## Written exercise:
Return all of the entries exactly as written.

## Dataset records:
++++
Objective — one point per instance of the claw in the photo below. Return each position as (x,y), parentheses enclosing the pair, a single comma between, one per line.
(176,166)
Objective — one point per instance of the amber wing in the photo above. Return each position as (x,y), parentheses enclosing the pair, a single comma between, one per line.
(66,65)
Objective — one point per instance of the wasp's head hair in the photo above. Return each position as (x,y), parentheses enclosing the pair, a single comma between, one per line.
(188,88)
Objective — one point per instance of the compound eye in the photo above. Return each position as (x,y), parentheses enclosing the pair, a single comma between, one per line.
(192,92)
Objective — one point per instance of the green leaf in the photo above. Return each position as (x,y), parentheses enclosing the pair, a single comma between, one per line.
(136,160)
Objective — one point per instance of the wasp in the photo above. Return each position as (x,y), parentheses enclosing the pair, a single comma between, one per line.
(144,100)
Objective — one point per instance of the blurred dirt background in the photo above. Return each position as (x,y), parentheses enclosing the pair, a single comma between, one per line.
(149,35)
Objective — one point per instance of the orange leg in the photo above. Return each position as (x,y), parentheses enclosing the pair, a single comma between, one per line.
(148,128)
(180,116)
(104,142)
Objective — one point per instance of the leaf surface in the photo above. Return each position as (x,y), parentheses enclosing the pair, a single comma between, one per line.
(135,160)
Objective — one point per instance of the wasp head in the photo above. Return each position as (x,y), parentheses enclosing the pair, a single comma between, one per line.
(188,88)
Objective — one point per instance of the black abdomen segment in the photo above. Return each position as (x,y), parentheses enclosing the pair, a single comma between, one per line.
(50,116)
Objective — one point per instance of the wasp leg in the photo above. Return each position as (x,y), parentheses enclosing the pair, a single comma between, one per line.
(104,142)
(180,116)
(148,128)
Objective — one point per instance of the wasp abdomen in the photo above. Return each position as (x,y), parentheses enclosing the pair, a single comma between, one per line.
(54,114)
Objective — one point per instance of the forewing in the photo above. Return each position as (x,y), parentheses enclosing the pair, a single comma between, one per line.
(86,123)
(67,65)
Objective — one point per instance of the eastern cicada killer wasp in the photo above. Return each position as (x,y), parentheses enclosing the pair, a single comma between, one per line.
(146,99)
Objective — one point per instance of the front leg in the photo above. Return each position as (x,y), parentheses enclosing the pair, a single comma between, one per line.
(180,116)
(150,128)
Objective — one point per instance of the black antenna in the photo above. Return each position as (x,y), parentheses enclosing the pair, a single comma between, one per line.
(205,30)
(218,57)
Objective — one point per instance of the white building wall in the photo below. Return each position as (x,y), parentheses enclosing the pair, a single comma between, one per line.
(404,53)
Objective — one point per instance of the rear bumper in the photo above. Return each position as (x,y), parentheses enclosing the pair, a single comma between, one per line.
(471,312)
++++
## Solution for this problem:
Objective — one point per instance of the claw in the photo below. Return each position as (x,y), parentheses enclosing the pair, a single comma between, one per line.
(176,166)
Objective — one point per instance of the amber wing in the photo above. Return each position as (x,y), parentheses enclosing the pair, a single comma between, one per line.
(66,65)
Objective — one point per instance of the wasp's head hair in the photo above. Return each position as (x,y), parentheses enclosing the pair, a single comma between, one per line.
(188,88)
Objective — one point per instance of the compound eye in the photo above. Return each position as (x,y), parentheses enclosing the pair, a single comma between, one per line.
(192,92)
Objective — one point per instance of the green leaf in the photo above. Return each position as (x,y), parentheses enclosing the pair, a single comma between, one per line.
(136,160)
Objective — one point per instance of the wasp in the photo above. Return each position as (x,y), parentheses enclosing the pair, a single comma between, one per line.
(144,100)
Objective — one point per instance of the blurred dirt background in the photo above. Return each position as (x,y), parentheses enclosing the pair, a single comma between, one per line.
(149,35)
Objective — one point per instance of the orange leg in the photo above. Return each position as (x,y), parentheses enclosing the pair, a single comma between, one per line.
(148,128)
(180,116)
(104,142)
Objective — one point per instance of the leaf surface in the photo above. Return each position as (x,y), parentheses enclosing the pair, a single comma between, one per line.
(135,160)
Objective — one point per instance of the wasp head in the photo above. Return each position as (x,y), parentheses enclosing the pair, a single comma between, one per line.
(188,88)
Objective — one point per instance of the black abdomen segment in the photo above. Return each position as (x,y), parentheses enclosing the pair, a single comma between, one per line.
(50,116)
Objective — one point per instance of the wasp leg in the photo above. Return each position as (x,y), parentheses enclosing the pair, a single comma between, one per line.
(104,142)
(180,116)
(148,128)
Objective — one point per instance of the wasp abdomen in the photo above. Return each position as (x,y), parentheses enclosing the pair, a single comma between, one per line.
(54,114)
Objective — one point per instance of the forewing in the photo above. Return each position as (x,y), parentheses enclosing the pair, a single comma between, one per line.
(86,123)
(67,65)
Objective — one point per instance of the eastern cicada killer wasp in the photo above. Return each position as (x,y), parentheses enclosing the pair, a single comma between, one per line.
(146,99)
Objective — one point per instance of the front leg in the photo above. Return each position as (x,y), parentheses enclosing the pair, a single comma between, one per line.
(180,116)
(150,128)
Objective — one point per instance of the black antenna in the photo above. Return each position as (x,y), parentheses enclosing the pair, a single comma between, one per line.
(205,30)
(218,57)
Objective — one point per instance of the white building wall in the photo below. Return each position as (x,y), parentheses enclosing the pair, a single comma between, one per line.
(404,53)
Objective — one point per instance of the rear bumper in the photo above. Return each position as (x,y), parentheses enclosing the pair, a single comma between, one per line.
(471,312)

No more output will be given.